_Extracted records_:
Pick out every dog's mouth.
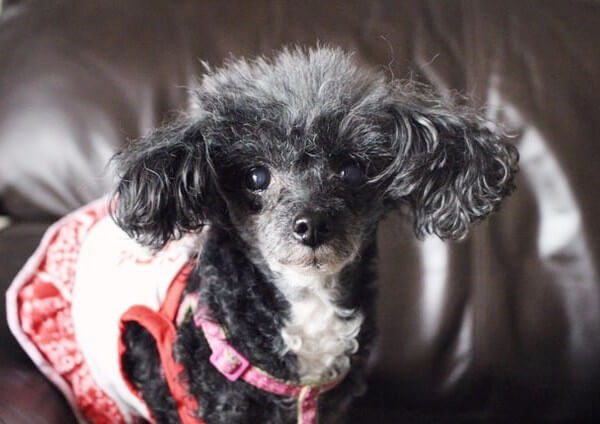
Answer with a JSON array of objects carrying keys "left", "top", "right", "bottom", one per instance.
[{"left": 277, "top": 245, "right": 357, "bottom": 274}]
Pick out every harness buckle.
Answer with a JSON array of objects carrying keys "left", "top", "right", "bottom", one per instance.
[{"left": 210, "top": 343, "right": 250, "bottom": 381}]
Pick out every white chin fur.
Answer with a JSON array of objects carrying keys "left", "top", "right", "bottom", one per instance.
[{"left": 272, "top": 263, "right": 363, "bottom": 383}]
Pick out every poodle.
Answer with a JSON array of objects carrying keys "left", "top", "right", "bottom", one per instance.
[{"left": 8, "top": 46, "right": 518, "bottom": 424}]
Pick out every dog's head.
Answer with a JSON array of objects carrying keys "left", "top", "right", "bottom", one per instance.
[{"left": 113, "top": 48, "right": 517, "bottom": 282}]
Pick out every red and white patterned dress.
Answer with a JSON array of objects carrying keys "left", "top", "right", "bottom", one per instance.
[{"left": 6, "top": 200, "right": 193, "bottom": 424}]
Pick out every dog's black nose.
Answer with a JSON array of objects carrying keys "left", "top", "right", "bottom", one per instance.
[{"left": 294, "top": 211, "right": 331, "bottom": 247}]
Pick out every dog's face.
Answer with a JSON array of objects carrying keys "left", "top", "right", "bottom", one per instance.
[
  {"left": 114, "top": 49, "right": 517, "bottom": 280},
  {"left": 215, "top": 113, "right": 390, "bottom": 274}
]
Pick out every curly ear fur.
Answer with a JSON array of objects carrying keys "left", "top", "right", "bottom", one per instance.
[
  {"left": 111, "top": 123, "right": 213, "bottom": 249},
  {"left": 388, "top": 97, "right": 518, "bottom": 239}
]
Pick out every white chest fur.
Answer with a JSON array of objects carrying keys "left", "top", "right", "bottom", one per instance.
[{"left": 278, "top": 273, "right": 363, "bottom": 383}]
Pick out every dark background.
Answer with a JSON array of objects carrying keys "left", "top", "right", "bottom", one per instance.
[{"left": 0, "top": 0, "right": 600, "bottom": 423}]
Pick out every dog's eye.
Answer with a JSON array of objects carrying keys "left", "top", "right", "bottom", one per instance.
[
  {"left": 246, "top": 166, "right": 271, "bottom": 190},
  {"left": 340, "top": 163, "right": 365, "bottom": 185}
]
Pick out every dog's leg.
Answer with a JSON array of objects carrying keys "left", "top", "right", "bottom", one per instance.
[{"left": 121, "top": 322, "right": 180, "bottom": 424}]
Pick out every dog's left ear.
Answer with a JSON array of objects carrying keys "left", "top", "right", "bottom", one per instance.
[
  {"left": 387, "top": 98, "right": 518, "bottom": 239},
  {"left": 111, "top": 122, "right": 217, "bottom": 249}
]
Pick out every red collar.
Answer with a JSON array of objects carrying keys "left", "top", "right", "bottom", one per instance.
[{"left": 178, "top": 294, "right": 345, "bottom": 424}]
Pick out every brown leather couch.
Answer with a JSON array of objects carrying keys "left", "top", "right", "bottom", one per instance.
[{"left": 0, "top": 0, "right": 600, "bottom": 424}]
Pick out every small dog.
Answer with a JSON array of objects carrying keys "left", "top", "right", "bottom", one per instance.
[{"left": 8, "top": 47, "right": 518, "bottom": 424}]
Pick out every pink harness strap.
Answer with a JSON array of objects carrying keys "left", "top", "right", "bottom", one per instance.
[{"left": 192, "top": 304, "right": 345, "bottom": 424}]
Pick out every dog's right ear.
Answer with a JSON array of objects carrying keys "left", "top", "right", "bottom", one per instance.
[{"left": 111, "top": 123, "right": 214, "bottom": 249}]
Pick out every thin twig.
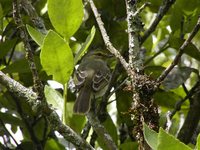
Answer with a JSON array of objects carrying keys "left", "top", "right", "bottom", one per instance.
[
  {"left": 88, "top": 0, "right": 130, "bottom": 73},
  {"left": 21, "top": 0, "right": 47, "bottom": 34},
  {"left": 0, "top": 71, "right": 93, "bottom": 150},
  {"left": 81, "top": 121, "right": 91, "bottom": 139},
  {"left": 169, "top": 81, "right": 200, "bottom": 119},
  {"left": 87, "top": 111, "right": 117, "bottom": 150},
  {"left": 0, "top": 119, "right": 23, "bottom": 150},
  {"left": 140, "top": 0, "right": 176, "bottom": 45},
  {"left": 125, "top": 0, "right": 144, "bottom": 72},
  {"left": 157, "top": 17, "right": 200, "bottom": 83},
  {"left": 13, "top": 0, "right": 44, "bottom": 100}
]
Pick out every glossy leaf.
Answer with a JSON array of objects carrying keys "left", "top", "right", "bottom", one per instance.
[
  {"left": 74, "top": 26, "right": 96, "bottom": 64},
  {"left": 169, "top": 36, "right": 200, "bottom": 61},
  {"left": 154, "top": 89, "right": 182, "bottom": 109},
  {"left": 2, "top": 57, "right": 41, "bottom": 73},
  {"left": 48, "top": 0, "right": 83, "bottom": 39},
  {"left": 0, "top": 112, "right": 24, "bottom": 127},
  {"left": 44, "top": 139, "right": 65, "bottom": 150},
  {"left": 26, "top": 25, "right": 45, "bottom": 46},
  {"left": 157, "top": 128, "right": 192, "bottom": 150},
  {"left": 40, "top": 31, "right": 74, "bottom": 84}
]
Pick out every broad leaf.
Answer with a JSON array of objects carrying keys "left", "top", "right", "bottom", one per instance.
[
  {"left": 48, "top": 0, "right": 83, "bottom": 40},
  {"left": 169, "top": 36, "right": 200, "bottom": 61},
  {"left": 158, "top": 128, "right": 192, "bottom": 150},
  {"left": 154, "top": 89, "right": 184, "bottom": 109},
  {"left": 44, "top": 139, "right": 65, "bottom": 150},
  {"left": 0, "top": 39, "right": 17, "bottom": 59},
  {"left": 40, "top": 30, "right": 74, "bottom": 84},
  {"left": 74, "top": 26, "right": 96, "bottom": 64},
  {"left": 26, "top": 25, "right": 45, "bottom": 46},
  {"left": 2, "top": 56, "right": 41, "bottom": 73}
]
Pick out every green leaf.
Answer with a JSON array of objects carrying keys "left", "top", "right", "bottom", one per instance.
[
  {"left": 44, "top": 85, "right": 63, "bottom": 111},
  {"left": 162, "top": 67, "right": 194, "bottom": 90},
  {"left": 97, "top": 116, "right": 118, "bottom": 149},
  {"left": 44, "top": 139, "right": 65, "bottom": 150},
  {"left": 143, "top": 124, "right": 158, "bottom": 150},
  {"left": 33, "top": 117, "right": 50, "bottom": 141},
  {"left": 0, "top": 112, "right": 24, "bottom": 127},
  {"left": 196, "top": 134, "right": 200, "bottom": 150},
  {"left": 48, "top": 0, "right": 83, "bottom": 40},
  {"left": 26, "top": 25, "right": 45, "bottom": 46},
  {"left": 65, "top": 102, "right": 85, "bottom": 133},
  {"left": 2, "top": 57, "right": 41, "bottom": 73},
  {"left": 120, "top": 142, "right": 138, "bottom": 150},
  {"left": 154, "top": 89, "right": 182, "bottom": 109},
  {"left": 74, "top": 26, "right": 96, "bottom": 64},
  {"left": 169, "top": 36, "right": 200, "bottom": 61},
  {"left": 40, "top": 30, "right": 74, "bottom": 84},
  {"left": 0, "top": 39, "right": 17, "bottom": 59},
  {"left": 158, "top": 128, "right": 192, "bottom": 150}
]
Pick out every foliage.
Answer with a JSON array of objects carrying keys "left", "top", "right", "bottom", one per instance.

_Work instructions_: Please report every line of the rows above that contains the word "leaf", copying each line in full.

_Written answer_:
Pick out every glossy leaf.
Pick out every broad leaf.
Pick out every green leaf.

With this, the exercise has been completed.